======== INFORMATION PROVIDED ========

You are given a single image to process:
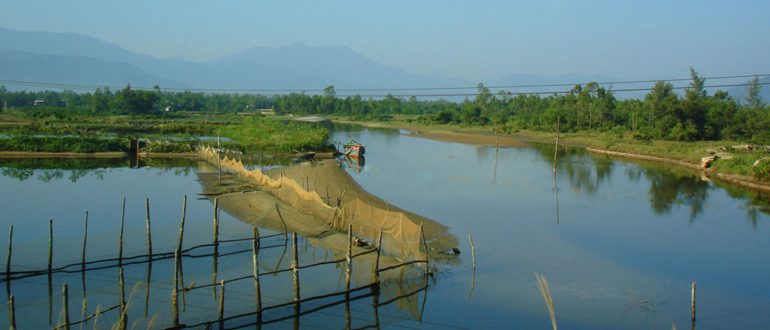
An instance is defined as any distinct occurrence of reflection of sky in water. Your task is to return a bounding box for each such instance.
[0,129,770,329]
[336,125,770,328]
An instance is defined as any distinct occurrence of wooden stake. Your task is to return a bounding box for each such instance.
[144,198,152,261]
[420,223,430,274]
[468,233,476,270]
[5,225,13,282]
[176,195,187,254]
[251,226,262,313]
[345,224,353,291]
[171,249,179,327]
[690,282,697,322]
[80,211,88,271]
[219,280,225,329]
[373,230,382,286]
[118,197,126,266]
[48,219,53,277]
[8,295,16,330]
[214,198,219,255]
[61,284,70,330]
[553,117,560,175]
[275,203,289,240]
[118,267,126,314]
[291,233,300,306]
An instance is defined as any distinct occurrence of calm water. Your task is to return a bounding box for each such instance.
[0,127,770,329]
[335,125,770,329]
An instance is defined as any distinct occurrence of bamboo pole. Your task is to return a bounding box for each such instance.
[80,211,88,272]
[373,230,382,288]
[8,295,16,330]
[144,198,152,262]
[171,250,179,327]
[690,282,697,323]
[420,223,430,274]
[48,219,53,277]
[5,225,13,283]
[176,195,187,253]
[118,267,126,314]
[345,224,353,290]
[468,233,476,270]
[144,256,152,318]
[118,197,126,266]
[214,198,219,255]
[251,226,262,314]
[219,280,225,329]
[291,233,300,307]
[275,203,289,240]
[553,117,560,175]
[61,284,70,330]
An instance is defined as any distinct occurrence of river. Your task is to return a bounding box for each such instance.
[0,125,770,329]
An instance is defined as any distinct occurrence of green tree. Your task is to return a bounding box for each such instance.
[746,76,765,109]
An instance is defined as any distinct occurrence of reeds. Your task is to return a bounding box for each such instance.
[535,273,558,330]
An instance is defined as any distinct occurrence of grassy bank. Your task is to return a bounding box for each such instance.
[335,116,770,185]
[0,113,330,154]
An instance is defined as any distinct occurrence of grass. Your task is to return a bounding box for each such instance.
[340,115,770,182]
[222,117,330,152]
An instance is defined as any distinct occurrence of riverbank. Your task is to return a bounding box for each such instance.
[335,120,770,191]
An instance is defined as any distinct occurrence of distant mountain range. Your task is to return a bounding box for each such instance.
[0,28,770,101]
[0,28,473,90]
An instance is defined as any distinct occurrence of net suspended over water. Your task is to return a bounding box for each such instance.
[198,147,457,260]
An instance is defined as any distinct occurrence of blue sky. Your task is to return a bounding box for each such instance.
[0,0,770,81]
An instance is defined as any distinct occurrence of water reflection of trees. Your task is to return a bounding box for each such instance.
[0,158,194,183]
[535,145,724,223]
[534,144,614,194]
[722,185,770,229]
[639,167,711,223]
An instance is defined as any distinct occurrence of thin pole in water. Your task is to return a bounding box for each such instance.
[251,226,262,315]
[61,284,70,330]
[690,282,697,323]
[118,197,126,266]
[5,225,13,282]
[48,219,53,277]
[553,117,561,176]
[345,224,353,291]
[8,295,16,329]
[80,211,88,271]
[468,233,476,270]
[291,233,300,309]
[144,198,152,261]
[219,280,225,329]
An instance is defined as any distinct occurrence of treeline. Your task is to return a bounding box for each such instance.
[0,69,770,143]
[0,85,273,115]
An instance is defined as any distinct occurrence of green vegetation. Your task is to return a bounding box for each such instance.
[222,116,333,153]
[0,69,770,182]
[0,135,128,152]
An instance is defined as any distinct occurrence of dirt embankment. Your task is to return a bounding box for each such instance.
[199,156,459,263]
[378,121,770,191]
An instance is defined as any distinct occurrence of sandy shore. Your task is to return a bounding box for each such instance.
[341,121,770,191]
[0,151,128,158]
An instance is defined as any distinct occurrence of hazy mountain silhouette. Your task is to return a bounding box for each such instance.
[0,28,640,95]
[727,77,770,104]
[0,52,186,91]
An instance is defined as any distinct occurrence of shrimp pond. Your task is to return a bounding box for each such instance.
[0,125,770,329]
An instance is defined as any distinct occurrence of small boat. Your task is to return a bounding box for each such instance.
[343,139,366,157]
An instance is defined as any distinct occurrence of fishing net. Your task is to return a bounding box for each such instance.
[198,147,457,259]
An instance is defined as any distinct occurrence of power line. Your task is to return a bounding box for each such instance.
[0,74,770,97]
[337,82,770,98]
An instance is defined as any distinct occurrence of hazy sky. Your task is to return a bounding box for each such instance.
[0,0,770,81]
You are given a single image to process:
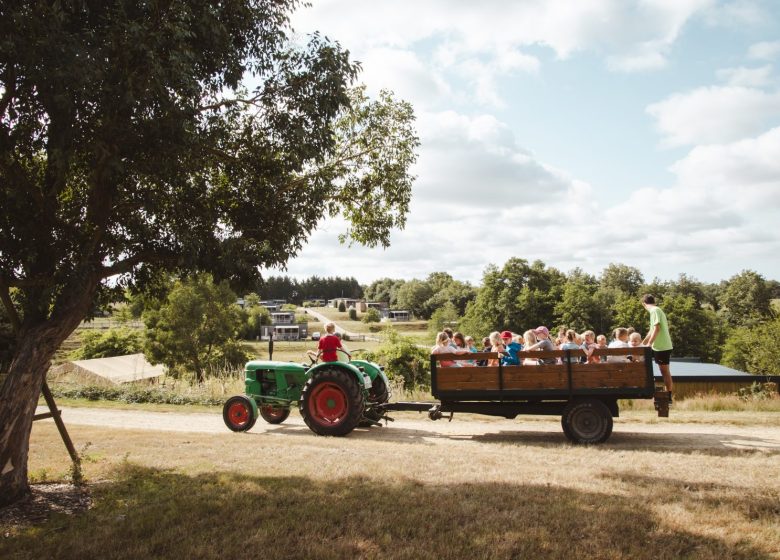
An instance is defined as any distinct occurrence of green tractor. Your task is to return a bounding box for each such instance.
[222,353,390,436]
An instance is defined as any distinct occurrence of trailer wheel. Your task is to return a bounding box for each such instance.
[260,404,290,424]
[298,369,365,436]
[222,395,257,432]
[561,399,612,444]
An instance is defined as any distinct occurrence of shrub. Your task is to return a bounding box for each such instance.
[362,307,379,323]
[70,329,143,360]
[365,327,431,389]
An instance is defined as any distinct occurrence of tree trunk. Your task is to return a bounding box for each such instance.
[0,326,67,507]
[0,277,98,507]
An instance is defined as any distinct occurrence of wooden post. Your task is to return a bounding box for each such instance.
[33,380,81,467]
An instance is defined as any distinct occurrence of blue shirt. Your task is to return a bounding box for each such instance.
[501,342,523,366]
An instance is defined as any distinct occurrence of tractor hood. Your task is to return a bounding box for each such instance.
[245,360,309,373]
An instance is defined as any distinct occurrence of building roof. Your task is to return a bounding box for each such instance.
[52,354,165,384]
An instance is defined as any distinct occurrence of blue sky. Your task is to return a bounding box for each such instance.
[266,0,780,283]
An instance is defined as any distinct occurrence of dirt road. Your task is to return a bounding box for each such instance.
[39,408,780,453]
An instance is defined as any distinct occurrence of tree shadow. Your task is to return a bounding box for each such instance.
[0,464,771,560]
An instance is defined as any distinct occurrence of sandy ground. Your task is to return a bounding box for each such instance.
[39,407,780,454]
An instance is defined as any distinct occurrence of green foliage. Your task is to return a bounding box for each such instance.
[460,257,566,337]
[610,295,650,336]
[396,279,434,319]
[723,317,780,375]
[719,270,774,327]
[737,382,777,402]
[144,274,247,381]
[663,295,725,362]
[365,327,431,389]
[599,263,645,296]
[428,301,460,340]
[361,307,381,323]
[238,304,271,340]
[70,329,143,360]
[363,278,406,308]
[556,270,598,332]
[256,276,363,307]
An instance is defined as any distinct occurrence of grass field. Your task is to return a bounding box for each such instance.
[6,411,780,559]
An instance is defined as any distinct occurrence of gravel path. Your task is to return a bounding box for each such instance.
[39,407,780,453]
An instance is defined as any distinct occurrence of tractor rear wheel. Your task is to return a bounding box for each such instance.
[260,404,290,424]
[561,399,612,444]
[299,369,365,436]
[222,395,257,432]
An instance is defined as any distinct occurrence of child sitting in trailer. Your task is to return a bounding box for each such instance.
[431,332,469,367]
[628,332,645,362]
[607,327,631,363]
[523,330,539,366]
[501,331,523,366]
[580,331,601,364]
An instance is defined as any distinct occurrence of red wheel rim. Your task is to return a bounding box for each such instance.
[228,402,249,428]
[263,405,284,418]
[309,383,347,425]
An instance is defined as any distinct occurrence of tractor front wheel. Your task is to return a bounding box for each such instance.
[299,369,365,436]
[260,404,290,424]
[222,395,257,432]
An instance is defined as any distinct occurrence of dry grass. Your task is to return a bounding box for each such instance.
[6,411,780,559]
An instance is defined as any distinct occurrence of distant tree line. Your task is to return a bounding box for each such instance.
[255,276,363,305]
[364,258,780,373]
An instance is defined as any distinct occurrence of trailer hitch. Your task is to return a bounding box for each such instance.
[428,404,455,422]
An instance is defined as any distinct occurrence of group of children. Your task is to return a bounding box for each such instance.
[431,326,643,367]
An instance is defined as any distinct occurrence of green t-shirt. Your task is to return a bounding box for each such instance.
[650,307,672,352]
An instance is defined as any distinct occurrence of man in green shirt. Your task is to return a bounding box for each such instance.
[642,294,672,397]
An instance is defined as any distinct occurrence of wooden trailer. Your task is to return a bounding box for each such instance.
[414,347,670,443]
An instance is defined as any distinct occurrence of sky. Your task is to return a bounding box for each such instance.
[267,0,780,285]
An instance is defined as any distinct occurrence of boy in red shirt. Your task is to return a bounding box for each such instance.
[317,323,352,362]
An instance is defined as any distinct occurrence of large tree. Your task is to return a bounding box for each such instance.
[0,0,417,505]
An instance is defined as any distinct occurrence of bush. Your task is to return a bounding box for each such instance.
[365,327,431,389]
[70,329,143,360]
[362,307,379,323]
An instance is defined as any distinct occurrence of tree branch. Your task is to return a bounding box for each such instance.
[0,66,16,115]
[0,276,22,334]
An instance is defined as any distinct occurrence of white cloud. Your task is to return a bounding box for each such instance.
[647,87,780,146]
[748,41,780,60]
[704,0,770,27]
[360,48,453,109]
[717,64,774,88]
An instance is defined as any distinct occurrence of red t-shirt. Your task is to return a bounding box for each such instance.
[319,334,341,362]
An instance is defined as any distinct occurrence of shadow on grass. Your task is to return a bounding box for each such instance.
[0,465,770,560]
[248,422,780,457]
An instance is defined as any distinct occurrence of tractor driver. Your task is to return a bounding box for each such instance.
[310,322,352,362]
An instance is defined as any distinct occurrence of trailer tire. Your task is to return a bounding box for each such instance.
[298,368,365,436]
[259,404,290,424]
[222,395,257,432]
[561,399,612,445]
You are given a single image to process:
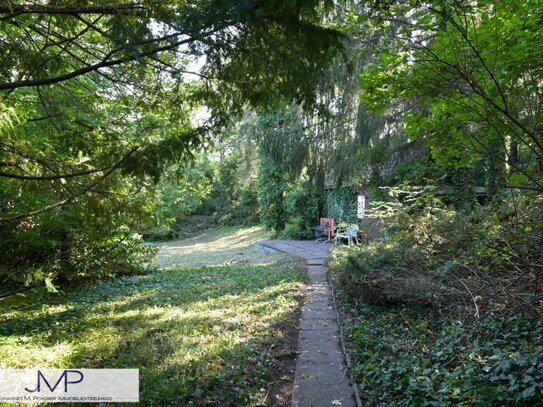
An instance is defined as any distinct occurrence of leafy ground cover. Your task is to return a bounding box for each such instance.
[0,228,303,406]
[330,246,543,406]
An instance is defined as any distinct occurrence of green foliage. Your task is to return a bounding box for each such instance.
[329,188,543,405]
[0,0,341,285]
[323,187,358,223]
[338,304,543,406]
[0,259,302,406]
[283,177,322,239]
[356,0,543,196]
[258,155,288,232]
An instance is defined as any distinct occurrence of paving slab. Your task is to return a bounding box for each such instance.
[257,240,356,407]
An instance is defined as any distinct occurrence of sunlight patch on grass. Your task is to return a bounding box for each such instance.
[155,226,287,268]
[0,260,303,406]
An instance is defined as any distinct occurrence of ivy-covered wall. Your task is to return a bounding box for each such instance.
[323,187,358,224]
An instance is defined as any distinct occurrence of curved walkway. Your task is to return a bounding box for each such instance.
[256,240,356,407]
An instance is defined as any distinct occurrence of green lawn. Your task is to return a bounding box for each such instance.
[0,229,303,406]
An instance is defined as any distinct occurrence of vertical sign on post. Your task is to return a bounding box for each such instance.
[356,191,366,219]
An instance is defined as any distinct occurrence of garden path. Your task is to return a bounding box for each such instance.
[256,240,356,407]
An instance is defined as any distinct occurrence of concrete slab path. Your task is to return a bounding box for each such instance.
[257,240,356,407]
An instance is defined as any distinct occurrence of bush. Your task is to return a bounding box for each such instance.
[285,178,321,239]
[329,189,543,405]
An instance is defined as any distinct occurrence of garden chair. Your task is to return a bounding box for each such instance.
[311,218,335,242]
[334,224,360,246]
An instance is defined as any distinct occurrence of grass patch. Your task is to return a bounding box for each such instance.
[151,226,287,268]
[0,231,303,406]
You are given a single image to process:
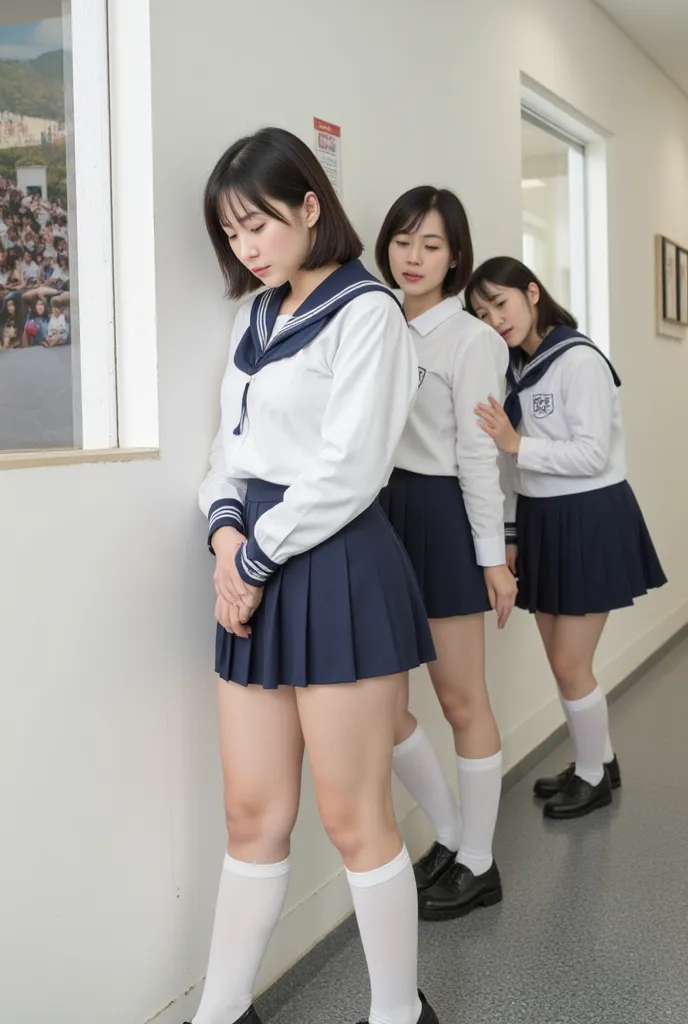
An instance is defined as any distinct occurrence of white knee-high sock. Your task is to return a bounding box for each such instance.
[194,854,290,1024]
[346,847,422,1024]
[394,725,461,850]
[457,751,502,874]
[559,693,614,765]
[565,686,611,785]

========

**PROBLEM TO SOLVE:** Can you copy out, word for word, the part of the records that opens with the line containing "An instance is defined as any distinct occurrence of water" and closes with the line containing "[378,121,770,191]", with both of those lines included?

**SOLUTION FOR THIS TASK:**
An instance is defined as any distinct occurrence of water reflection of trees. Your task is to return a bounding box for each such instance.
[0,158,194,183]
[535,145,724,223]
[534,144,614,194]
[722,185,770,229]
[639,167,711,223]
An instance is defined as any distinct occurrence of thin pole in water. Your task is to return a bounding box for each such instance.
[251,226,262,315]
[61,284,70,330]
[690,282,697,323]
[118,197,126,266]
[5,225,13,282]
[48,219,53,277]
[553,117,561,176]
[345,224,353,291]
[8,295,16,329]
[80,211,88,271]
[468,233,476,270]
[291,233,300,309]
[144,198,152,261]
[219,280,225,329]
An instance is defined as any distinct occurrence of treeline. Your task is to return a bounding box for each such instance.
[0,69,770,143]
[0,85,273,115]
An instance is defined as any distinct occurrence of green vegetation. Your task is to return a bounding box for each such instance.
[222,116,333,153]
[0,69,770,182]
[0,135,128,152]
An instance is defined as any distinct occurrence of dirt embankment. Your task is to return a bounding box for each such instance.
[199,156,459,263]
[378,121,770,191]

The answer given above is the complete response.